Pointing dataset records
————————
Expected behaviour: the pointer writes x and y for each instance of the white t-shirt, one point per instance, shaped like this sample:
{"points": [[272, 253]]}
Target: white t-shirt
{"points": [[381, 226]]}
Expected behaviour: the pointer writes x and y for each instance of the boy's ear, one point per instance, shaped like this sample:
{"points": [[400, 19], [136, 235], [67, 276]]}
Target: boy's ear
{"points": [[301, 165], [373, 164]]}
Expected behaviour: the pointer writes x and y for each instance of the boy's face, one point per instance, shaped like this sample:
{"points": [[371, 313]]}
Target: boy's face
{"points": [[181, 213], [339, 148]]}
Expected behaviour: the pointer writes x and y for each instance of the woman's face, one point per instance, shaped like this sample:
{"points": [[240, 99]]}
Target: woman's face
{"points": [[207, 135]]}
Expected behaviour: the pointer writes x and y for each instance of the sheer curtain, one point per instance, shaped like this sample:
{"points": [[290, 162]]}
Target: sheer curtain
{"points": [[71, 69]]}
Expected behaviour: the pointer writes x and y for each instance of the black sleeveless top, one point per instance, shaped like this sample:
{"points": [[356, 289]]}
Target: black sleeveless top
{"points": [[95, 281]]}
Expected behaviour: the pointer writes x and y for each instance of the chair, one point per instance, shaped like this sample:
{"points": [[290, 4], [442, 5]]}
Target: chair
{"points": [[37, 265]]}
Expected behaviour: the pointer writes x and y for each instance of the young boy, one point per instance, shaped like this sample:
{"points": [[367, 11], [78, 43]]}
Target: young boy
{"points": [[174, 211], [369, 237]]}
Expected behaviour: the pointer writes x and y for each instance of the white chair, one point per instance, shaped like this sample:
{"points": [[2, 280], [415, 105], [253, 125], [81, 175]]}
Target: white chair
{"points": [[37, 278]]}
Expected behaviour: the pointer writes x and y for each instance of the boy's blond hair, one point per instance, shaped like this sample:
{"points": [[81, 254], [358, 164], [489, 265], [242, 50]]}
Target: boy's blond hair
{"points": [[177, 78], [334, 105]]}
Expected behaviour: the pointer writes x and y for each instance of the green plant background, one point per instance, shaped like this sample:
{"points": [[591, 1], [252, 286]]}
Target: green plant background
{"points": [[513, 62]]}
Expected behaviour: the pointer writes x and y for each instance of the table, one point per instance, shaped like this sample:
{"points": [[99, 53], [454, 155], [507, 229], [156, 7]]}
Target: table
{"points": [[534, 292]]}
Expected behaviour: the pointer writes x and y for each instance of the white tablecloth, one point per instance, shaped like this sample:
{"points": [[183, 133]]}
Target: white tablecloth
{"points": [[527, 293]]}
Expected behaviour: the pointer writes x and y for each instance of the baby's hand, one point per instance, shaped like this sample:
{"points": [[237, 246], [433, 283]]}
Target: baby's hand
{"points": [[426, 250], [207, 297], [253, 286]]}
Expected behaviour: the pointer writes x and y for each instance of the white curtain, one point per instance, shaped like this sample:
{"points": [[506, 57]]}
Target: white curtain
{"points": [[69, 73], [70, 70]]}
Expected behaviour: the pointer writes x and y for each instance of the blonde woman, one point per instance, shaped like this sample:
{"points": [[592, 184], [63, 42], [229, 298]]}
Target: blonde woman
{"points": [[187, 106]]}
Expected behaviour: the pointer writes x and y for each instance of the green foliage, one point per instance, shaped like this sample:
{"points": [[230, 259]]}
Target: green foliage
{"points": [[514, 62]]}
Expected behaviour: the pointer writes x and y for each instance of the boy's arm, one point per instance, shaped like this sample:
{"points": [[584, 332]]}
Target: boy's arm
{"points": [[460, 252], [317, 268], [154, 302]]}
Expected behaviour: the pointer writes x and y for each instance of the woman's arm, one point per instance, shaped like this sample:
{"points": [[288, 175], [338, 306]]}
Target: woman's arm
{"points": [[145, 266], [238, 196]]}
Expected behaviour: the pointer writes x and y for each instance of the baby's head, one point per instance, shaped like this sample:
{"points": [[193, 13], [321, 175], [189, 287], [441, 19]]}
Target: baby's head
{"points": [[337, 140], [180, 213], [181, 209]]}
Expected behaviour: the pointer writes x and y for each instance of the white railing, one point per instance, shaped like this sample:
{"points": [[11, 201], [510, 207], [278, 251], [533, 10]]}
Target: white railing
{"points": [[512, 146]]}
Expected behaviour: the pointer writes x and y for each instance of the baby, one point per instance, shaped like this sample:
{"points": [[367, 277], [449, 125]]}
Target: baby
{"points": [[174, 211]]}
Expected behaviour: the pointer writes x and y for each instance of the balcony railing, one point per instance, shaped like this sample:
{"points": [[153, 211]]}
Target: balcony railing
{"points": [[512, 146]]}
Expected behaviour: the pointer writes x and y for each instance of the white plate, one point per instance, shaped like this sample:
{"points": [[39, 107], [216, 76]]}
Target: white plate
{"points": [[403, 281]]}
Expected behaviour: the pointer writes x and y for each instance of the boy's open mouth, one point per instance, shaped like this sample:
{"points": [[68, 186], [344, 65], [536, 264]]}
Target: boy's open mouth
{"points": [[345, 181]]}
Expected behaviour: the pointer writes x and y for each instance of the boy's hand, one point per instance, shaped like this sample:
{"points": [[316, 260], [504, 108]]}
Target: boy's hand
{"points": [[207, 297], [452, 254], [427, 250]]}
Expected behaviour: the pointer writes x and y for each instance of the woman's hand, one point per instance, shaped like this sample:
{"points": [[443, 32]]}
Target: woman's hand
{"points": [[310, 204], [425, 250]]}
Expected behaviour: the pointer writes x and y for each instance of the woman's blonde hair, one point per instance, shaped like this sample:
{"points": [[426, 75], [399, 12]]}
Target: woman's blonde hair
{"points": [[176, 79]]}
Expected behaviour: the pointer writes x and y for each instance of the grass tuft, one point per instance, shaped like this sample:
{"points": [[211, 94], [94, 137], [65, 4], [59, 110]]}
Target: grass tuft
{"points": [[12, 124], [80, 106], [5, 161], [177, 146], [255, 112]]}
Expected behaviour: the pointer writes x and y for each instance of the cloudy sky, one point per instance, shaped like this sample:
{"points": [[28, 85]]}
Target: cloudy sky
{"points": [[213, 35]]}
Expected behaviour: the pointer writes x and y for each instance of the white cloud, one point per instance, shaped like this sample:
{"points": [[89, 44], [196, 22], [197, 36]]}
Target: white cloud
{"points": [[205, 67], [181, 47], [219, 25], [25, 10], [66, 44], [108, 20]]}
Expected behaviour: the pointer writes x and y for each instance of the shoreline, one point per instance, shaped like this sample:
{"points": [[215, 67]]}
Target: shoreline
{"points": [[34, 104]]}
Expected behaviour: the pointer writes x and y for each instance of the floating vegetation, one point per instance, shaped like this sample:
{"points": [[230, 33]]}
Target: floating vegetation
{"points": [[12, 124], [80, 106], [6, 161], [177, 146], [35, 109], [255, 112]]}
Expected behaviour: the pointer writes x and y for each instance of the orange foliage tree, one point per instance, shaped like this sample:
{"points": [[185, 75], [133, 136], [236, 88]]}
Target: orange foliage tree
————————
Using the listing above, retype each line exactly.

= SOLUTION FOR THIS TASK =
Expected behaviour: the pointer writes x and y for each instance of the white t-shirt, one point per instance, shaped like this sample:
{"points": [[272, 253]]}
Target: white t-shirt
{"points": [[381, 226]]}
Expected behaviour: the pointer writes x and y for each instance of the boy's ear, one point per instance, shaped like this sample:
{"points": [[400, 19], [136, 235], [67, 276]]}
Target: boy's ear
{"points": [[301, 165], [373, 164]]}
Expected behaviour: the pointer writes x and y for each instance of the boy's face, one point per instance, shaped like this sample:
{"points": [[371, 313]]}
Target: boy's face
{"points": [[181, 213], [339, 148]]}
Expected behaviour: the pointer writes x and y for each instance of the woman's face, one point per instance, shaped like this sample:
{"points": [[240, 99]]}
Target: woman's face
{"points": [[207, 135]]}
Expected behaviour: the pointer writes x and y for each instance of the sheer curtain, one point per instance, shaped like this sample:
{"points": [[290, 162]]}
Target: sheer curtain
{"points": [[71, 69]]}
Expected behaviour: the pointer writes x and y for each instance of the black sleeveless top, one point per instance, shaped like this sample:
{"points": [[356, 289]]}
Target: black sleeveless top
{"points": [[95, 281]]}
Expected behaviour: the pointer writes x and y for each instance of the chair, one point per instance, shaped like this sample:
{"points": [[290, 4], [442, 5]]}
Target: chair
{"points": [[37, 265]]}
Expected behaviour: the pointer writes x and y for each instance of the young boy, one point per instance, shaped like this sample:
{"points": [[367, 11], [78, 43]]}
Target: young boy
{"points": [[174, 211], [369, 237]]}
Expected behaviour: the pointer writes x and y for each instance of the white chair, one point per instance, shaped like this sample:
{"points": [[2, 280], [415, 105], [253, 125], [81, 175]]}
Target: white chair
{"points": [[37, 278]]}
Expected behaviour: the pointer writes x and y for each instance of the boy's blond hair, one point per instance, shaped like this sample:
{"points": [[81, 254], [358, 164], [489, 265], [242, 50]]}
Target: boy's blond hair
{"points": [[177, 78], [334, 105]]}
Expected behaviour: the pointer writes x and y for each instance of the green plant background, one point per instance, shaped like this sample:
{"points": [[591, 1], [252, 286]]}
Target: green plant background
{"points": [[513, 62]]}
Expected behaviour: the pointer writes x and y for each instance of the table, one point per instance, shaped like this sample:
{"points": [[99, 53], [454, 155], [507, 229], [156, 7]]}
Target: table
{"points": [[534, 292]]}
Expected behaviour: the pointer writes x and y for each instance of the white tablecloth, one point per instance, shaped like this sample:
{"points": [[183, 133]]}
Target: white tablecloth
{"points": [[527, 293]]}
Expected behaviour: the pointer writes x and y for each instance of the baby's hand, one point per instance, shaped like this sample:
{"points": [[237, 246], [433, 283]]}
Target: baby's hand
{"points": [[426, 250], [207, 297], [253, 286]]}
Expected behaviour: the pointer writes x and y for each instance of the white curtain, one point per instance, shaped like this sample:
{"points": [[506, 57]]}
Target: white curtain
{"points": [[69, 73], [70, 70]]}
Expected behaviour: the pointer writes x and y for each instance of the blonde woman, one point per instance, shaped like this sample:
{"points": [[592, 184], [63, 42], [229, 298]]}
Target: blonde woman
{"points": [[187, 106]]}
Expected behaviour: the pointer writes x and y for each instance of the green foliage, one point per instance, shaped like this sample:
{"points": [[230, 259]]}
Target: green foliage
{"points": [[514, 62]]}
Expected behaviour: the pointer writes x and y for each instance of the boy's arm, one point per instance, shaped like this sample:
{"points": [[584, 332]]}
Target: boy's arm
{"points": [[460, 252], [317, 268], [154, 302]]}
Expected behaviour: the pointer writes x and y for each instance of the woman's arm, one point per instance, shaped like this sample:
{"points": [[288, 175], [338, 306]]}
Target: woman's arm
{"points": [[145, 266], [238, 196]]}
Expected behaviour: the pointer writes x and y for each instance of the baby's head, one point per instance, shaped like this sample:
{"points": [[193, 13], [321, 175], [189, 287], [441, 19]]}
Target: baby's head
{"points": [[337, 140], [180, 213], [181, 209]]}
Expected behaviour: the pointer writes x and y for each instance of the white railing, one point per instance, shaped like this sample:
{"points": [[11, 201], [510, 207], [278, 251], [533, 10]]}
Target: white railing
{"points": [[512, 146]]}
Expected behaviour: the pointer writes x and y for each instance of the baby, one point per instance, shaped like this sample:
{"points": [[367, 277], [449, 125]]}
Target: baby
{"points": [[174, 211]]}
Expected behaviour: the pointer writes x and y for each instance of the balcony railing, one point per instance, shaped like this sample:
{"points": [[153, 211]]}
Target: balcony railing
{"points": [[512, 146]]}
Expected behaviour: the pointer writes x and y for each instance of the white plate, one point per instance, shaped like this sample:
{"points": [[39, 107], [216, 76]]}
Target: white plate
{"points": [[403, 281]]}
Expected behaviour: the pointer writes x and y for each instance of the boy's open mouth, one point per instance, shaped like this sample:
{"points": [[68, 186], [344, 65], [536, 264]]}
Target: boy's open mouth
{"points": [[345, 181]]}
Expected behaviour: the pointer writes x and y for each instance of the boy's hand, one point per instance, shaped like this sample:
{"points": [[316, 260], [504, 108]]}
Target: boy's hand
{"points": [[207, 297], [452, 254], [427, 250]]}
Expected behaviour: the pointer writes x and y for each instance of the woman's hand, one point per instance, shaped like this sample:
{"points": [[443, 32]]}
Target: woman's hand
{"points": [[310, 204], [425, 250]]}
Expected behaviour: the pointer writes x and y for each instance of the woman's blonde hair, one point per instance, shaped like this sample:
{"points": [[426, 75], [399, 12]]}
Target: woman's blonde hair
{"points": [[176, 79]]}
Expected behaviour: the pointer writes x and y for each instance of the grass tuft, one point per instance, shaped like this sample:
{"points": [[211, 94], [94, 137], [65, 4], [59, 110]]}
Target: grass tuft
{"points": [[12, 124], [80, 106], [5, 161], [177, 146], [255, 112]]}
Expected behaviour: the pointer writes x and y for each instance of the cloudy sky, one point per instance, shaped like this sample:
{"points": [[28, 85]]}
Target: cloudy sky
{"points": [[213, 35]]}
Expected behaviour: the pointer writes x and y for each instance of the white cloud, one point per instance, shaped like this sample:
{"points": [[89, 44], [196, 22], [197, 36]]}
Target: white cloud
{"points": [[205, 67], [181, 47], [219, 25], [25, 10], [66, 44], [108, 20]]}
Expected behaviour: the pointer writes x and y for each instance of the shoreline, one point per instance, shaped like this sample:
{"points": [[215, 67]]}
Target: shoreline
{"points": [[34, 104]]}
Expected behaviour: the pointer writes x and y for each instance of the floating vegetation, one point per instance, shaped like this sample:
{"points": [[230, 33]]}
Target: floating vegetation
{"points": [[12, 124], [80, 106], [6, 161], [177, 146], [35, 109], [255, 112]]}
Expected behaviour: the pointer writes x and y for each instance of the orange foliage tree, one point per instance, shaped like this sample:
{"points": [[185, 75], [133, 136], [236, 88]]}
Target: orange foliage tree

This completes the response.